▸ **Task brief**
Considering the entries that follow, report how many lines include the string "instance", giving the number alone.

▸ **Extracted information**
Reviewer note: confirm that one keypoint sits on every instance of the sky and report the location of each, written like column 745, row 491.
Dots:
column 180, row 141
...
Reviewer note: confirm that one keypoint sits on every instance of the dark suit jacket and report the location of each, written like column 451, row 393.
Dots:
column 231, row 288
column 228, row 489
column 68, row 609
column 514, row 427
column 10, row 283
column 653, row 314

▸ **Output of the task**
2